Problem to solve:
Every record is to be printed exactly as written; pictures are to be omitted.

(Natural-language object grounding data)
────────────────
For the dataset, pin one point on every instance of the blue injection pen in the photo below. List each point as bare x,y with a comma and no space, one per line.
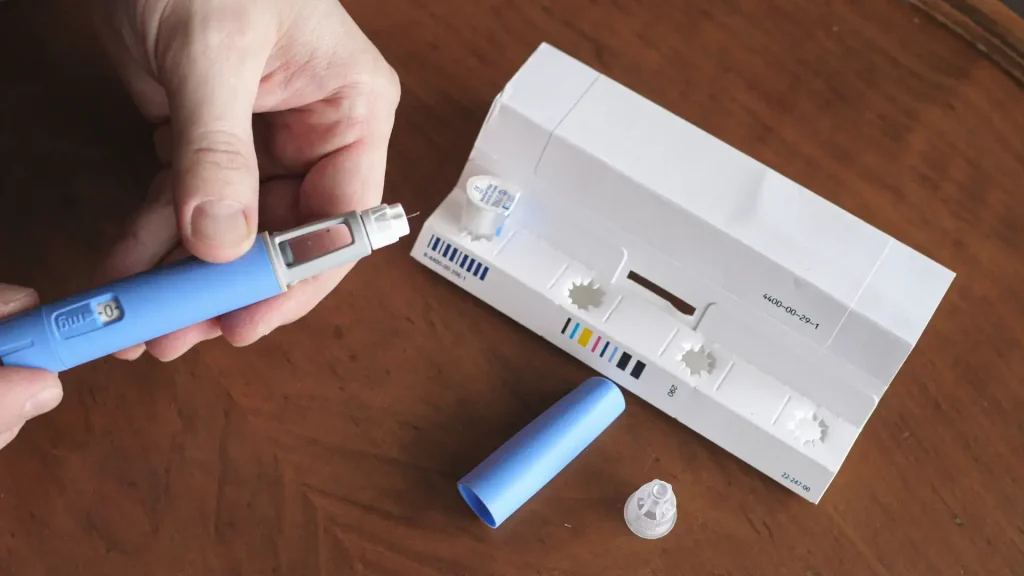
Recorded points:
61,335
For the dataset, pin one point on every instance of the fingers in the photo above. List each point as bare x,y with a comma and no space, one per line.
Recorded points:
7,437
152,239
151,235
15,298
211,70
25,394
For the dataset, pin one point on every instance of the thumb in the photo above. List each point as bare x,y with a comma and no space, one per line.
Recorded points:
25,393
212,75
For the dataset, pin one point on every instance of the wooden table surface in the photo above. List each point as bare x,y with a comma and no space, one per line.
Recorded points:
334,445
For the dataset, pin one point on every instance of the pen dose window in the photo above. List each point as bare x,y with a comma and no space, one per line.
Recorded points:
310,246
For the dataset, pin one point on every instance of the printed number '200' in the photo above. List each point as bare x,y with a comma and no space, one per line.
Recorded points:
796,483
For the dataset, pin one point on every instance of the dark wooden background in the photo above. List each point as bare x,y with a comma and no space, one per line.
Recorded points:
334,445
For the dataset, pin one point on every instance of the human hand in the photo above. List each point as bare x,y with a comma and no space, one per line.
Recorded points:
25,394
273,113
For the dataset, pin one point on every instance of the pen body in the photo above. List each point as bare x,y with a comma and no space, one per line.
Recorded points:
94,324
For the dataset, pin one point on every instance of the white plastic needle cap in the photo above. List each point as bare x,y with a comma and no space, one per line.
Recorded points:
650,511
385,224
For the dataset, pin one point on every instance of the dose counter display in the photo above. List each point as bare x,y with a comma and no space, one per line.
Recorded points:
86,317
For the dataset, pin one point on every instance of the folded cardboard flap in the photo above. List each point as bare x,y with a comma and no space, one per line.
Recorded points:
810,311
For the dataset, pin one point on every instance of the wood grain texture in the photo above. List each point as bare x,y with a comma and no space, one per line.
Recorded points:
989,25
334,445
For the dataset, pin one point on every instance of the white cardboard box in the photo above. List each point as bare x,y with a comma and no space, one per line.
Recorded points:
806,312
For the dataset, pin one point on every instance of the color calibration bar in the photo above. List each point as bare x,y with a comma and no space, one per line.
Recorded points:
603,347
458,257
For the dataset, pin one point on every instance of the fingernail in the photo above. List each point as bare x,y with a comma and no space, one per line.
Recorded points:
42,403
219,222
10,294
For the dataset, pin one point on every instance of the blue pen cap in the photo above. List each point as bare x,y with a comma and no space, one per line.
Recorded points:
502,483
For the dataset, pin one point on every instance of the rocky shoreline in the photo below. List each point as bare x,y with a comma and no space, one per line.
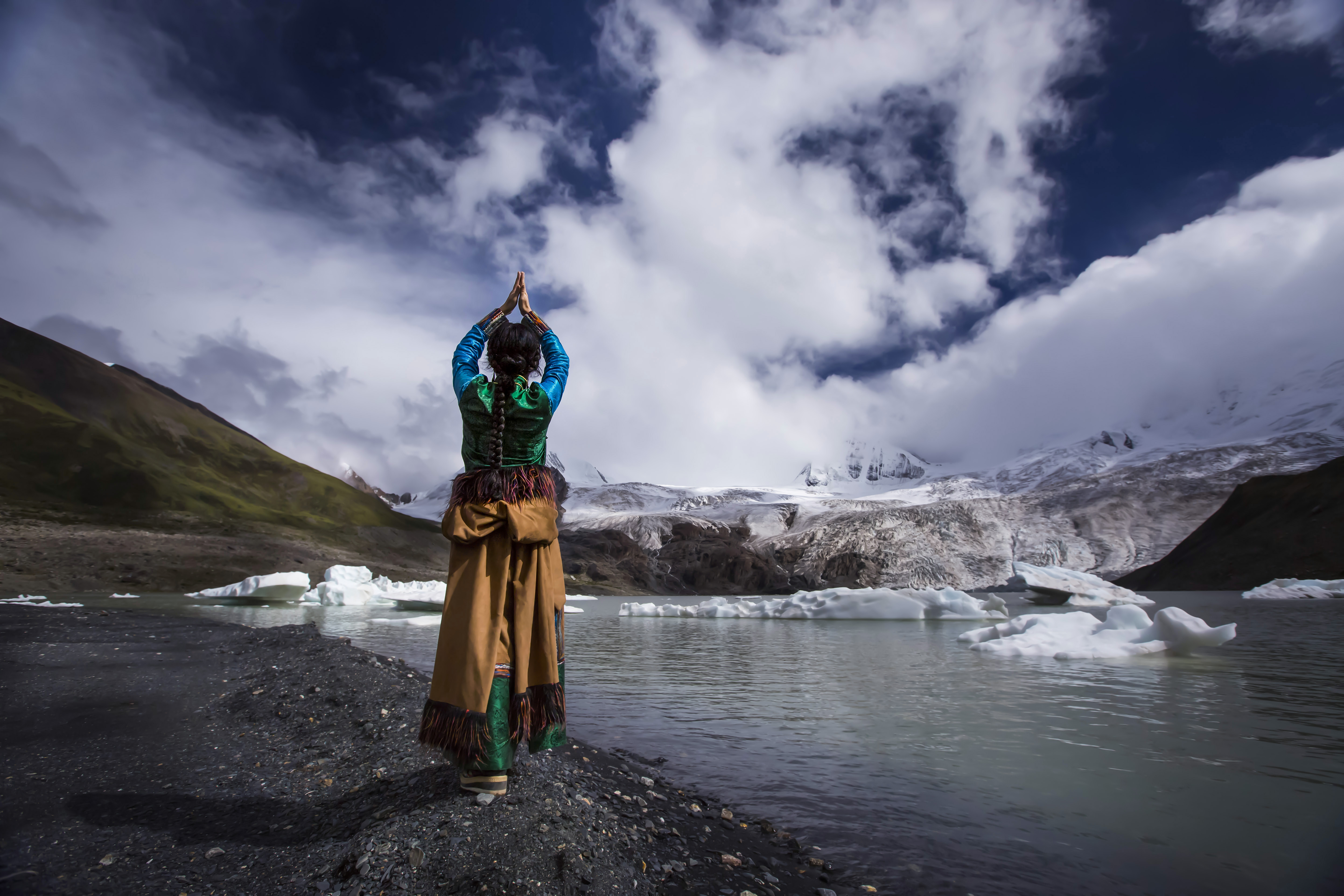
────────────────
Reply to the exercise:
For the dataset, pin one point on every instance of the blue injection pen in the photo below. List each point as bare x,y with a comma and no space, one per line.
Recorded points:
61,335
For the dataset, pin one point on every instance of the fingers in the photo above. List each point as bare x,y with a comma and no space, one per line.
Recorded points:
7,437
152,239
151,235
15,298
211,70
25,394
For the dataset, pin one point on every instance of the thumb in the photo above. List each point as bare x,y with a comma and no space, one per line.
Recorded points:
25,393
212,75
For the dataset, pin one point on every instance of the wooden table surface in the photo above. List each point as bare x,y with a comma and no space, one per line.
Recorded points:
334,445
For the dataset, pin one point on every instance of the pen dose window in the photo above. List each point as bare x,y with a comma and no space, one per line.
Recorded points:
310,246
For the dataset, pin one point on every instance of the printed number '200' in the photo above. List each point as bare x,y with a comma and no space, one per line.
Recorded points:
796,483
For the dataset, pin one point on every instance of the dark wooden background in the photo above. List each point as bare x,y with a comma and no space, one per line.
Recorded points:
334,445
For the dataset, pin one point on every instance of the human hand in the photo above. List each point as bare x,y with a comma and no space, one per line.
Recorded points:
25,394
273,113
For the dataset, pin one point on every instance of the pen body in the photo above. List each point as bare x,y with a comma and no space, one per line.
Recorded points:
94,324
For the dataset, pin one point on every instance of the white plastic needle cap in the photo above. List each point as bare x,y with a comma and no space, one per line.
Recorded points:
650,511
385,224
For the dataset, pin one point on every instance of the dose counter display in the photo above. List each point as bare x,y with a comma and no space, one per line.
Recorded points:
86,317
For the dataset, pin one point on every instance of the folded cardboard flap in the photo above. List each point as bare x,y with a comma and no space, one per line.
Recorded points:
810,311
For the dataset, pin one point on every instance of the wood grain texture in the photo above. List each point as bare x,y with a comma and no space, one per line.
Recorded points:
989,25
334,445
For the dataset, pin one point on every instance of the white cardboard box in the photo above. List each point as bare x,y with a comma and no space, one per line.
Recorded points:
806,312
For the dataset, pin one point on every instance of the color calibration bar in the photo above. List each point as bare x,y with a comma and no space, one per line.
Recorded points:
603,347
458,257
For the dataset, pin one point on every instance of the fingernail in the photo above. List each point as bare x,y with a comma and no space, one per line.
Recorded points:
42,403
219,222
10,294
For the dataset, pin one point on every instance of the blue pen cap in the photo above. List each point as bare x,y with a comma and no space, one per line.
Recorded points:
502,483
For the dataset, pin one point on every instance of the rocky shoreline in the photo below. List each point as bare x,y with a comma and no space, one per line.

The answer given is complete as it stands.